### [Actions to take]
1. In the post about 2018 book releases, reproduce the passage that begins at the words "I actually did" and stops after the words "getting five stars.".
2. According to the post about 2018 book releases, which book was the biggest disappointment of the writer's reading year?
3. Continue the post about 2018 book releases from its last sentence, keeping the same voice.

### [Document section]
________________

Have I read my most anticipated releases of 2018?

I have written about my most anticipated releases twice this year, for the first and for the second half of the year. Let’s see how many of those I have actually read (and which I have enjoyed).

In my first post, I named 13 books that I was super excited to get to.

  1. Brave by Rose McGowan. I have neither read nor bought this book because before I could, she started showing TERFy tendencies, which I just cannot support. I have since seen some reviews that make me think not reading this was the right decision.
  2. Heart Berries by Terese Mailhot. I loved this book so very much.
  3. Folk by Zoe Gilbert. I read this before it came out and it was ok. And now I cannot really remember much of it, to be perfectly honest.
  4. Freshwater by Akwaeke Emezi. Again, I loved this book. I knew from the very first chapter that I was in for something extraordinary.
  5. The Sea Beast Takes A Lover by Michael Andreasen. This collection of short stories did not quite work for me, but I did enjoy some stories.
  6. Not That Bad ed. by Roxane Gay. Of course I loved this.
  7. The Water Cure by Sophie Mackintosh. This has possibly my favourite cover of the year and I really enjoyed this interesting book.
  8. Florida by Lauren Groff. She is becoming one of my favourite authors and this collections was no exception.
  9. Lies Sleeping by Ben Aaronovitch. I have not yet read it but will definitely do so before the end of the year. I have waited too long for this book to not pick it up soon.
  10. Spinning Silver by Naomi Novik. I loved this just as much as I thought I would. Slow-paced, wintery fairy-tales are my jam.
  11. Sick by Porochista Khakpour. Biggest disappointment of my reading year.
  12. The Winter of the Witch by Katherine Arden. The release date was moved to January but I have an ARC and want to get lost in this wonderful world, possibly during my (short) winter break.
  13. Vengeful by V. E. Schwab. I had so much fun reading this and it made me excited again for Schwab’s writing in a way I hadn’t been in a while.

I actually did okay here. There are only three books I haven’t read yet (and one of those is no longer on my TBR), I also enjoyed the majority of the books on my list, with four of them getting five stars.

Let’s take a look at my second list, with only eight titles on it.

  1. Foundryside by Robert Jackson Bennet. I enjoyed this a lot but it did not reach the heights of his Divine Cities trilogy yet. Still, I am excited to see where he takes the story next.
  2. Heavy by Kiese Laymon. I am embarrassingly enough still reading this. I started it at a really bad moment and while I think it is brilliant, it also deeply sad and I cannot quite get myself to pick it up.
  3. All You Can Ever Know by Nicole Chung. I am still super excited about this but the book is only out in hardback and still very expensive. It will be one of the next books I buy though.
  4. Small Spaces by Katherine Arden. Another book that isn’t out in paperback yet and a bit too expensive.
  5. Rosewater by Tade Thompson. I really enjoyed this even if it confused me.
  6. Ghost Wall by Sarah Moss. I did not love this and I am unsure whether Moss’ writing is quite for me.

________________

### [Source excerpt]

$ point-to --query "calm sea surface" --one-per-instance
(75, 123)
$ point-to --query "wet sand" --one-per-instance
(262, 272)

________________

### [Replies]
1.
I actually did okay here. There are only three books I haven’t read yet (and one of those is no longer on my TBR), I also enjoyed the majority of the books on my list, with four of them getting five stars.

2. Sick by Porochista Khakpour.

3.
  7. Trail of Lightening by Rebecca Roanhorse. I loved this and it started my binge-reading of Urban Fantasy. I cannot wait for the next one!
  8. Empire of Sand by Tasha Suri. I got an ARC of this the day it released and I am super excited still. But I am also drowning in arcs at the moment. Hopefully I’ll get to it before the end of the year though.

Again, around three books I have not got to which isn’t too bad considering how absolutely abysmal I am at setting myself TBRs.

How did you do with your most anticipated releases of this year? Did you manage to get to them?

Wrap Up: September 2018 or that was a three star kind of month

I had a surprisingly good reading month, numbers-wise – normally September is not that brilliant for me, but this time around I actually read ten books. Most of them were middle of the road though.

Books read in September:

  1. The Fire This Time ed. by Jesmyn Ward: 3 out of 5 stars
  2. The Incendiaries by R. O. Kwon: 3 out of 5 stars
  3. Six Stories by Matt Wesolowski: 3 out of 5 stars
  4. Red Sister by Mark Lawrence: 4 out of 5 stars
  5. Rosewater by Tade Thompson: 4 out of 5 stars
  6. Magic Binds (Kate Daniels #9) by Ilona Andrews: 4 out of 5 stars
  7. The Corset by Laura Purcell: 3 out of 5 stars
  8. River of Teeth by Sarah Gailey: 2 out of 5 stars
  9. Vanishing Twins: A Marriage by Leah Dieterich: 4,5 out of 5 stars
  10. March: Book 1 by John Lewis, Andrew Yadin & Nate Powell: 4 out of 5 stars

I also DNFed The Sisters of the Winter Wood because I could not get on board with the prose, the poems, or the structure of the story. The thought of having to pick that up and reading another 400 pages made me very unhappy; so I put it down.

Continue reading “Wrap Up: September 2018 or that was a three star kind of month”

Review: Rosewater by Tade Thompson

38362809Verdict: Strange, hard work, really really cool.

My rating: 4 out of 5 stars

Genre: Science Fiction

Published by Little, Brown Book Group UK / Orbit

Find it on Goodreads.

Rosewater is a town on the edge. A community formed around the edges of a mysterious alien biodome, its residents comprise the hopeful, the hungry and the helpless—people eager for a glimpse inside the dome or a taste of its rumored healing powers.

Kaaro is a government agent with a criminal past. He has seen inside the biodome, and doesn’t care to again—but when something begins killing off others like himself, Kaaro must defy his masters to search for an answer, facing his dark history and coming to a realization about a horrifying future.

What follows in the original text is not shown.